**Supplied text**
━━━━━━━━━━━━━━━━━━━━━━━━━━━━━━
Simone, nevertheless, rightly puts the emphasis on the “proof of the details,” focusing on the place of visible evidence within “invisible governance,” and captures well the Geist of the first chapter when he evokes states of belief and disbelief, or, shall we say, the political theology of the juridical foundation of sovereignty, the Spirit of the Laws, which is the crux of the modern state, that is everywhere predicated upon the dialectics of truth-telling and secrecy. Simone writes about the materiality of how “everyday practices availed spatially and materially heterogeneous environments with densities. . . . It was a matter of my coming before the law because my act could be construed as my coming before law, as if the law has existence prior to anything else.” Engaging one of the core themes of my book, the spatialization of time as a political modality, for instance, crucially in the case of legal jurisdiction, Simone references what constitutes the main object of study of my book, since its very title and first pages. The place, in temporal and spatial terms, of the original foundation of the law: located “before,” be it in custom, violence, or sacredness.

The Spirit of the Laws evokes the eternal recursive mode, the historical tautology of the state’s sovereignty, founded upon the juridical. Metaphysics, as Hobbes would have it, or pataphysics, as in the surreal, Ubu-esque reading of my book produced by Nielsen. Indeed, as the book demonstrates, the universal status of sovereignty cannot pass the acid test of jurisdiction, where and when the time of locality and the singularity of cases and subjects belies the grand conceit of sovereign power. Even if Alfred Jarry’s Ubu King is in this case incarnated not by the individual autocrat but, rather, by the remains of the party-state system that today gives way, in its intricate articulation with transnational agencies, to a sometimes majestic, often grotesque state of structural adjustment, in which precisely the constant reproduction of the realm of the customary plays a key role in generating a double bind of simultaneous inclusion and exclusion of populations.

The law painstakingly accumulates detail over detail, examining them, evaluating them as evidence, passing judgment: is the spirit of the laws a devil specter? In the text, the concept was meant to also refer to a zeitgeist, or spirit of a time, the orientation of a particular period in which the law is being deployed as an instrument to repair deep social fractures produced by historical disjunctures and political events (colonialism, socialism) or acts of massive violence (war massacres). It is a text about the passage of time and its political effects. As a customary chief from the district of Mogovolas told me in 2004, “My father used to make rain and communicated with the spirits. . . . I, myself, nowadays go to the cemetery and I pray and I try and try, to no avail . . . nothing happens . . . that spirit must have surely already passed. . .”
━━━━━━━━━━━━━━━━━━━━━━━━━━━━━━
[Excerpts of bounding box data]
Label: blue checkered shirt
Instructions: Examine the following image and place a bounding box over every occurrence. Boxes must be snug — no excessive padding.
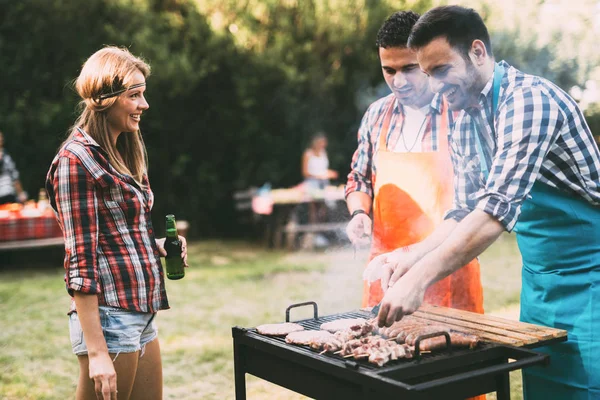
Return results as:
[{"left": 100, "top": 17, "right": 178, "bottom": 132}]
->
[{"left": 445, "top": 61, "right": 600, "bottom": 231}]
━━━━━━━━━━━━━━━━━━━━━━━━━━━━━━
**Tasks to carry out**
• a. In the passage on the spirit of the laws, what year did the customary chief from the district of Mogovolas speak with the writer?
• b. Write what comes next in the passage on the spirit of the laws, picking up after its final sentence.

**Outputs**
• a. 2004

• b.
Yet the book was not aimed at presenting the temporalities of the political at large, at the communal level in general. Rather, it specifically constituted a historical ethnography of a postcolonial state. It addressed a singular case—a postSocialist, post–civil war process of transition to democracy, rule of law, neoliberal juridical reform of governance and privatization of a centralized economy. Within this context, the book addressed the law as it was being fetishized, hypostatized, by policy-makers, donor agencies, and state officials as the main framework to bring about a transformation of state and society. The book essentially asked: what was the spirit of this law? As new conceptions of juridical frameworks were deployed, [279]as liberal rule of law, as norm, or normalizing disciplinary sanction, and articulated, in a postcolonial manner, with remnants of colonial codes and the resurgence of custom.

The other key particularity of the Mozambican case, beyond any exaggerated contours, or exceptional features, was the paradigmatic form in which the “customary,” its authorities, rituals, and norms, were being recognized again as legitimate after a ban of several decades. This aligned this case study with many other parallel processes occurring in contemporary Africa regarding the centrality of custom, indigeneity, and autochtony, in broad political processes. Addressing the neoliberal juridico-economic system ruling over the process of democratic transition, the book described it as both a series of new rounds of “primitive accumulation” as well as of “accumulation of primitivism,” so to speak; that is, a process in which the re-production of the customary played a key role in terms of governance, citizenship rights, external funding for national budgets, and local populations’ access to resources on the ground.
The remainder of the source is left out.